> Stated goal
Copy every line of the material below word for word, keeping each line in its original order.

[Items taken from a data source]
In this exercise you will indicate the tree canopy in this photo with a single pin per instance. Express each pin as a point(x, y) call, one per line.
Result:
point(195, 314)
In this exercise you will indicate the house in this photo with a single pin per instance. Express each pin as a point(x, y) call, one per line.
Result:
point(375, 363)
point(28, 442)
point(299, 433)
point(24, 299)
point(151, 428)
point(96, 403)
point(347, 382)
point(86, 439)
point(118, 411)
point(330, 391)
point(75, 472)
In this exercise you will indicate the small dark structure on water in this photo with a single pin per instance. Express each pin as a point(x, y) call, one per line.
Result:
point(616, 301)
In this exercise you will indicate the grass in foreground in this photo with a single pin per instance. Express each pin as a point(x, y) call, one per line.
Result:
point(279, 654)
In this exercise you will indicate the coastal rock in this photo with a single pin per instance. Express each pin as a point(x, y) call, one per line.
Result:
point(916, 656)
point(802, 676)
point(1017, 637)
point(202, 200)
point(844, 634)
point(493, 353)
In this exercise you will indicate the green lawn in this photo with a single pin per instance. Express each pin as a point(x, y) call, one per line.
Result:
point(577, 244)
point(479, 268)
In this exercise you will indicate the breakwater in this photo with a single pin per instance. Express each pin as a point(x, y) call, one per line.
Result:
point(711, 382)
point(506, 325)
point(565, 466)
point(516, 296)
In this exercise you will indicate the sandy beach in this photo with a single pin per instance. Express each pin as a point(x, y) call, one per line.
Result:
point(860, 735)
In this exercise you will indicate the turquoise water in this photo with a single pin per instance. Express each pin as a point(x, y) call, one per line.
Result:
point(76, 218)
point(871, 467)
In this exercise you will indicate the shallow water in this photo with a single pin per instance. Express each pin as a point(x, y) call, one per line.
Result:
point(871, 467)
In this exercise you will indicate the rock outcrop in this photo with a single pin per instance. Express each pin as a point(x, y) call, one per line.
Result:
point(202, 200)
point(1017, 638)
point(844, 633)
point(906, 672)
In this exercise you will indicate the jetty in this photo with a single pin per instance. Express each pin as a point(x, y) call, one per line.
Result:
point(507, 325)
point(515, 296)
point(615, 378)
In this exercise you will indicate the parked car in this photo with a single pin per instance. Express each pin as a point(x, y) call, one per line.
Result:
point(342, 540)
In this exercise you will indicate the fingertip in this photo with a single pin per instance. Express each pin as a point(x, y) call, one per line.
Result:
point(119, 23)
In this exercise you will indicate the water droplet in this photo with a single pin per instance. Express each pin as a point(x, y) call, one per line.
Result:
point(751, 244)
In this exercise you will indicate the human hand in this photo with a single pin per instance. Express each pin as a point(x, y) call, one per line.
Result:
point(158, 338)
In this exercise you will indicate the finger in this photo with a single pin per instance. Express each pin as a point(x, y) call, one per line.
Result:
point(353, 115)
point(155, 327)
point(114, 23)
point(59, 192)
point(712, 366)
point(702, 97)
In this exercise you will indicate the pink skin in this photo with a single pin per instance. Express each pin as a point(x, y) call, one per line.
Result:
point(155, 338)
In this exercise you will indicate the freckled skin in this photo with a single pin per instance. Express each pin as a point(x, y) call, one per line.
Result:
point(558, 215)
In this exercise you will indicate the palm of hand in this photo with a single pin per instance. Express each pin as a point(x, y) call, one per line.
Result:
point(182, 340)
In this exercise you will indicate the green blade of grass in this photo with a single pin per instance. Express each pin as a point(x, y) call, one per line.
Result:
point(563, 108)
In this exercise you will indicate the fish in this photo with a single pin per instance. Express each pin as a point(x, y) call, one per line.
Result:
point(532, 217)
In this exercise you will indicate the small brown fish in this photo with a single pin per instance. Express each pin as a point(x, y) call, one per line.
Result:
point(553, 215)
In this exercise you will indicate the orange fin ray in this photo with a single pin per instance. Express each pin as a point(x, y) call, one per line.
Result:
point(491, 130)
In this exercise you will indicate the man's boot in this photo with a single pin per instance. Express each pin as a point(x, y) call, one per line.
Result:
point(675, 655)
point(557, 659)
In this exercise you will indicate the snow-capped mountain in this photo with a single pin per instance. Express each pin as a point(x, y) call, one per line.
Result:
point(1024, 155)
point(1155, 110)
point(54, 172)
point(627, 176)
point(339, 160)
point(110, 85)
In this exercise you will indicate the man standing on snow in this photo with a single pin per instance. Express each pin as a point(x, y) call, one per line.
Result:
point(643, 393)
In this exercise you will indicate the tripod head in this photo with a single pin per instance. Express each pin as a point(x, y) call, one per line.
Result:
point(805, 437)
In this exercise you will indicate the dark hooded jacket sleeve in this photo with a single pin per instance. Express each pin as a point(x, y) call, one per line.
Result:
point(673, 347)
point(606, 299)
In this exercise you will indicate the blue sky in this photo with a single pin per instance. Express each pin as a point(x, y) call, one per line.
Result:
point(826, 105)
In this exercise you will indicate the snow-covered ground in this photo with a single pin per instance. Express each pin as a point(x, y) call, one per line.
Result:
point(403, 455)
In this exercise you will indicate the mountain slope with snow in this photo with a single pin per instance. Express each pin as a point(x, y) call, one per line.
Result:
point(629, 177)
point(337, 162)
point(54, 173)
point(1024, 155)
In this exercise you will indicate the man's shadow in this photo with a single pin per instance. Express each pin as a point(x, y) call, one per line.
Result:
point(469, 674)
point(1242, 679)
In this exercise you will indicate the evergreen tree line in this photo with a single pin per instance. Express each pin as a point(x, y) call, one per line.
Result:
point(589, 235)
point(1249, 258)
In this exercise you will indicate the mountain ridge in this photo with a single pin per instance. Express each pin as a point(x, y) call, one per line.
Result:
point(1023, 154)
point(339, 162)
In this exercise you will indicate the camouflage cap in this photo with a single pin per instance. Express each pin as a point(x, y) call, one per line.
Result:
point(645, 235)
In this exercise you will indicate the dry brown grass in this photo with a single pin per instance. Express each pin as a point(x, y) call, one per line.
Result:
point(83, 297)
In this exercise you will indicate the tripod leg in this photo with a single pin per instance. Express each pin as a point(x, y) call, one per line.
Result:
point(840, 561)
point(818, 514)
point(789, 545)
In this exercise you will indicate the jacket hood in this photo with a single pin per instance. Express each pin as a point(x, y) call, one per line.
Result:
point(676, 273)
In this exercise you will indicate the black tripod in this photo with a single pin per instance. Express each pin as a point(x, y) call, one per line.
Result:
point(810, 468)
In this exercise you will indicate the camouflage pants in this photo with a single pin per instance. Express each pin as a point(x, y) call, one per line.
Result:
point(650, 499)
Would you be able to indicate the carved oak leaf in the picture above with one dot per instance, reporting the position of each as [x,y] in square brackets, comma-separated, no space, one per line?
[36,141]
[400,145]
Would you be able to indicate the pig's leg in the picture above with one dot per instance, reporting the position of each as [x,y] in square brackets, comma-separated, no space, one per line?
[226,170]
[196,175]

> Finished answer
In this exercise you will indicate the tree canopy in this photo with a single pin per instance. Express each pin as a point(x, y) call, one per line.
Result:
point(195, 314)
In this exercise you will indicate the house in this photo with a single pin per instance. Express each pin as a point(x, y) call, one per line.
Result:
point(375, 363)
point(28, 442)
point(299, 433)
point(24, 299)
point(151, 428)
point(96, 403)
point(347, 382)
point(86, 439)
point(118, 411)
point(330, 391)
point(75, 472)
In this exercise you will indicate the small dark structure on water in this photo with a single pin per instance. Express each pin as a point(x, y) call, one per line.
Result:
point(616, 301)
In this exercise you will indicate the grass in foreground in this photo with a single pin per instance. Express each pin as a point(x, y) call, one per line.
Result:
point(279, 654)
In this exercise you will indicate the coastal rock in this photo with a single pin per instance. Express each pin as a point(x, y) call, one per line.
Result:
point(916, 656)
point(802, 676)
point(1017, 637)
point(202, 200)
point(844, 634)
point(493, 353)
In this exercise you will indicate the green lawn in this photo with a single pin per instance. Express each pin as a point(x, y) call, one per line.
Result:
point(577, 244)
point(479, 268)
In this exercise you will indicate the breakwater in this photo with a single pin per instance. Express each pin as a point(x, y) call, one per line.
Result:
point(711, 382)
point(506, 325)
point(565, 466)
point(516, 296)
In this exercise you will indicate the sandy beach in this photo with a single pin per instance. Express each pin as a point(x, y) call, one per line.
Result:
point(860, 735)
In this exercise you will indicate the turquoise water in this photo with a single pin per instance. Express each pin as a point(x, y) call, one per line.
Result:
point(76, 218)
point(871, 467)
In this exercise you will indicate the shallow water in this photo with a single pin per instance. Express each pin as a point(x, y) call, one per line.
Result:
point(871, 467)
In this exercise you will indicate the rock outcrop in this photo with a single pin per instance. Express each pin as a point(x, y) call, one per line.
Result:
point(202, 200)
point(1017, 638)
point(844, 633)
point(906, 672)
In this exercise you will indicate the jetty in this photo with a single pin per instance. Express each pin as a point(x, y) call, one per line.
Result:
point(507, 325)
point(515, 296)
point(615, 378)
In this exercise you will indicate the parked car in this photo with a single pin per instance. Express each pin as a point(x, y) call, one per line.
Result:
point(342, 540)
In this exercise you will indicate the fingertip in this photo with a single pin per instance. Express each pin as a point(x, y) call, one per line.
Result:
point(119, 23)
In this exercise you will indicate the water droplet in this photo with a single pin per instance. Express each pin as a point(x, y) call, one per line.
Result:
point(751, 244)
In this exercise you will indicate the human hand in this photo with a single pin per instance. Express each pin as a point(x, y) call, one per line.
Result:
point(158, 338)
In this exercise you will indicate the finger in this photo with a single pin per instance. Express each pin as a point(x, y) call, one per line.
Result:
point(353, 115)
point(155, 327)
point(114, 23)
point(59, 192)
point(712, 366)
point(702, 97)
In this exercise you will indicate the pink skin in this photo with a single pin per instance. Express each pin as a point(x, y) call, one per line.
Result:
point(155, 338)
In this exercise you will indicate the freckled skin in this photo with a single pin per instance. Express each pin as a point(x, y) call, one per line.
Result:
point(558, 215)
In this exercise you will indicate the palm of hand in this photo with a single pin per instance. Express each pin as a point(x, y) call, one per line.
Result:
point(182, 340)
In this exercise you will indicate the green blade of grass in this photo with a single pin per instance. Express each pin as a point(x, y) call, one per line.
Result:
point(563, 108)
In this exercise you will indicate the fish in this photo with a single pin per instance. Express each pin as a point(x, y) call, one per line.
Result:
point(532, 217)
In this exercise you will indicate the small brown fish in this photo with a single pin per instance. Express each pin as a point(x, y) call, one per line.
Result:
point(553, 215)
In this exercise you will indicate the orange fin ray in this photo with a single pin per instance. Express each pin as a point(x, y) call, one per line.
Result:
point(491, 130)
In this exercise you will indicate the man's boot in this photo with a single pin per instance. Express each pin as a point(x, y) call, one per line.
Result:
point(675, 655)
point(557, 659)
In this exercise you will indicate the snow-capped mountain in this photo with a single pin per instance. Express each pin as a point(x, y) call, one per line.
Result:
point(1024, 155)
point(1155, 110)
point(54, 172)
point(627, 176)
point(339, 160)
point(110, 85)
In this exercise you will indicate the man standing on snow in this photo with a single pin per instance. Express each pin as a point(x, y) call, one per line.
Result:
point(643, 393)
In this exercise you will indicate the tripod head in this photo with a single pin per instance. Express each pin as a point(x, y) call, one per line.
Result:
point(805, 437)
In this exercise you will indicate the dark hooded jacket sleeve in this photo with a single pin per instance. Express each pin as a point(x, y) call, one per line.
Result:
point(673, 347)
point(606, 299)
In this exercise you will indicate the blue sky in this photo with a single pin per instance. Express each pin as a point(x, y) call, one per line.
Result:
point(826, 105)
In this exercise you will indicate the snow-covered ground in this photo with a single pin per instance. Express each pin as a point(x, y) call, one per line.
Result:
point(403, 455)
In this exercise you will indicate the mountain slope with snow in this photo with a single pin per instance. Express each pin as a point(x, y) call, one per line.
Result:
point(629, 177)
point(337, 162)
point(54, 173)
point(1024, 155)
In this exercise you will indicate the man's shadow in this photo with a single pin per instance. Express each pin as a point(x, y) call, one per line.
Result:
point(469, 674)
point(1242, 679)
In this exercise you will indicate the evergreen tree line in this photo with a single pin per instance. Express each pin as a point(x, y) call, one per line.
Result:
point(589, 235)
point(1249, 258)
In this exercise you will indicate the mountain ridge in this photo with a single pin per instance. Express each pin as a point(x, y) call, one per line.
Result:
point(1023, 154)
point(339, 162)
In this exercise you will indicate the camouflage cap in this photo with a single pin per instance. Express each pin as a point(x, y) call, one per line.
Result:
point(645, 235)
In this exercise you will indicate the dry brown grass in this photo with a single pin per instance. Express each pin as a point(x, y) call, one per line.
Result:
point(83, 297)
In this exercise you will indicate the tripod leg in this photo with a single pin per instance. Express each pin as a point(x, y) call, one per line.
Result:
point(840, 561)
point(818, 514)
point(789, 545)
In this exercise you will indicate the jacket hood in this photo with a single pin per instance. Express each pin as a point(x, y) call, one per line.
Result:
point(676, 273)
In this exercise you will indicate the black tripod in this photo with a single pin per instance. Express each pin as a point(x, y) call, one per line.
Result:
point(810, 468)
In this exercise you will indicate the camouflage pants in this photo with a single pin per instance. Express each pin as a point(x, y) call, one per line.
Result:
point(650, 499)
Would you be able to indicate the carved oak leaf in the picture above with one dot per instance, reporting the position of each as [x,y] in square brackets, comma-separated, no space, one per line?
[36,141]
[400,145]
Would you be able to indicate the pig's leg in the picture above with one dot per instance, reporting the position of each as [x,y] in square brackets, comma-separated, no space, one per line?
[226,170]
[196,175]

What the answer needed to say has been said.